▶ [Assignment] Each line below that carries the string "every" must appear in the answer.

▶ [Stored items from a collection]

- - -

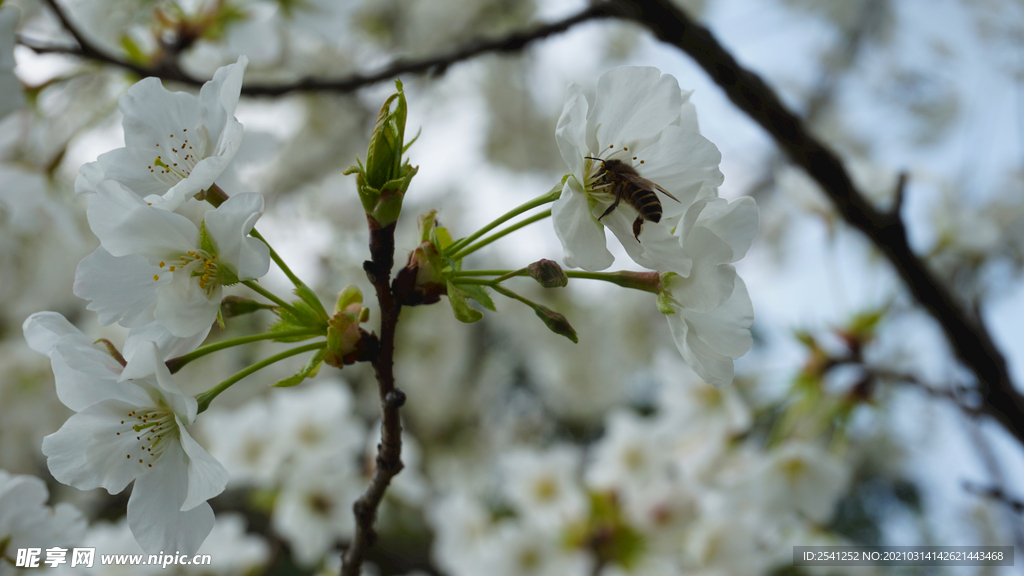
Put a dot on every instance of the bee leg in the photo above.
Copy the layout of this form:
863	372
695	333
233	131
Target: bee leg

- - -

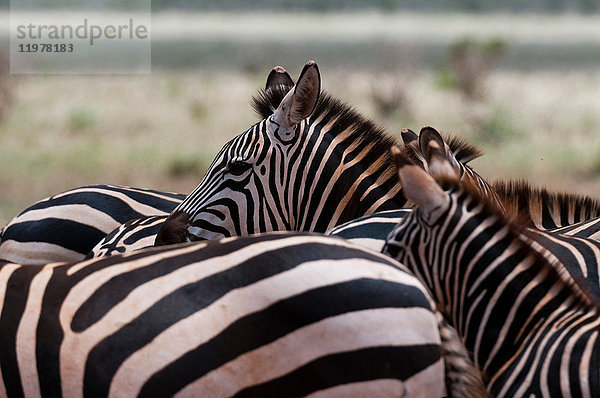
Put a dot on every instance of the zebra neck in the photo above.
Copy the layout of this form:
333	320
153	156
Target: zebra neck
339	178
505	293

- - -

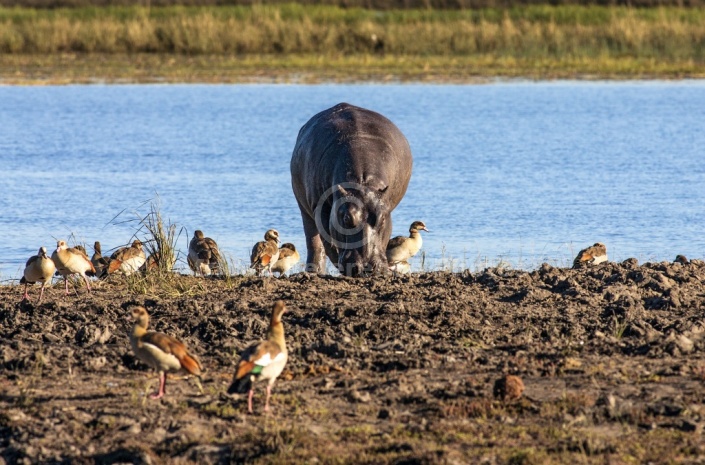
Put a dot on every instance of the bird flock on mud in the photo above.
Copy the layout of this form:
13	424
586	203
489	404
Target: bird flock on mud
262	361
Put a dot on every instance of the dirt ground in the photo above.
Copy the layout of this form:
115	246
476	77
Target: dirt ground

- - -

▶ [Exercise response]
Put a dot on every instance of the bee leg in the photo above.
Put a dot on every instance of the zebra neck in the photo above.
Put a dot on every instance of the bird flock on mud in the photo above.
Put a dot on every instance of the dirt ground in the photo above.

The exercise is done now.